» Short exercise: Copy the entries from the line containing "in horse's mane and record the pixel coordinates." through the end of the entries, replacing "black tail" with "dark tail" and keeping everything else the same.
=== Input records ===
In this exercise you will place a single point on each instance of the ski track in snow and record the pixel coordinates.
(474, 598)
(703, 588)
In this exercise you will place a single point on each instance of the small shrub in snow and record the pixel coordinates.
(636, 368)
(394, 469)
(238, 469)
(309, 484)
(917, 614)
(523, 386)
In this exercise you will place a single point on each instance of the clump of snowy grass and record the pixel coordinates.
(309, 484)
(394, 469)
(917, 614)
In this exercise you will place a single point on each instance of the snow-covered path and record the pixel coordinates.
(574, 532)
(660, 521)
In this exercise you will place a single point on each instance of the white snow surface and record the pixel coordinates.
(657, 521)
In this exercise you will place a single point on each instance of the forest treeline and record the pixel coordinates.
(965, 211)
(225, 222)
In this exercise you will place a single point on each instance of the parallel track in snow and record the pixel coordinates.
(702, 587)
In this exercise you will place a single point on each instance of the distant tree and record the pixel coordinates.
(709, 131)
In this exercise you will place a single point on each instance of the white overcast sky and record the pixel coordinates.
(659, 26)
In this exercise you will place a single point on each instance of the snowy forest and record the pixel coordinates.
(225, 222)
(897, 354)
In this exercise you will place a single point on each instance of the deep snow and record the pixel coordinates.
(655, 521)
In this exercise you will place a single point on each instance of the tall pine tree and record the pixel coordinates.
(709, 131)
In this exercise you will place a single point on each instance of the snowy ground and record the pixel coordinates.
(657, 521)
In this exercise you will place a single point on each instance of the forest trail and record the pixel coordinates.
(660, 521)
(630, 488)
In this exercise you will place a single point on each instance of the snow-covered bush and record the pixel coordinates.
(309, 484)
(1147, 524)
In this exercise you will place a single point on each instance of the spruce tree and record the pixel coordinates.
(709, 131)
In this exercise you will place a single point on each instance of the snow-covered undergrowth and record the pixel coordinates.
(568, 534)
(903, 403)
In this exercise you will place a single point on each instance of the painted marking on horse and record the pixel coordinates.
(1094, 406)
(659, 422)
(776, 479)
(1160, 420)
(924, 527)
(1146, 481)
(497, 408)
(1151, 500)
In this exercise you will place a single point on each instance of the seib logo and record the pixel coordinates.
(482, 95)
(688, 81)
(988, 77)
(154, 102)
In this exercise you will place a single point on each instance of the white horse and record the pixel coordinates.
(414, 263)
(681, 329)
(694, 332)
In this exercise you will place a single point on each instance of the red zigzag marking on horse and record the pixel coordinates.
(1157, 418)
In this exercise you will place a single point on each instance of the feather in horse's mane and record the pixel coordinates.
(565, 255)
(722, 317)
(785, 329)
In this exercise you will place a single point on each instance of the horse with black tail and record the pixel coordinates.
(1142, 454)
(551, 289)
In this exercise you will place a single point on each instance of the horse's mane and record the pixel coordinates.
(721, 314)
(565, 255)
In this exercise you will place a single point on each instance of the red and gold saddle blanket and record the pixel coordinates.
===
» Correct result:
In this exercise you will place a single point on each instance of the feather in horse's mane and record the pixel coordinates.
(565, 255)
(722, 317)
(785, 329)
In this exercise you will place a single point on each instance of the horse with dark tail and record the pixel coordinates.
(1142, 454)
(551, 289)
In this exercise you will place a single point on each instance of the horse's mane and record the pixel coordinates.
(721, 314)
(565, 255)
In this exercise you will place a single point on each instance of the red and gold saddle blanket and record the pixel coordinates.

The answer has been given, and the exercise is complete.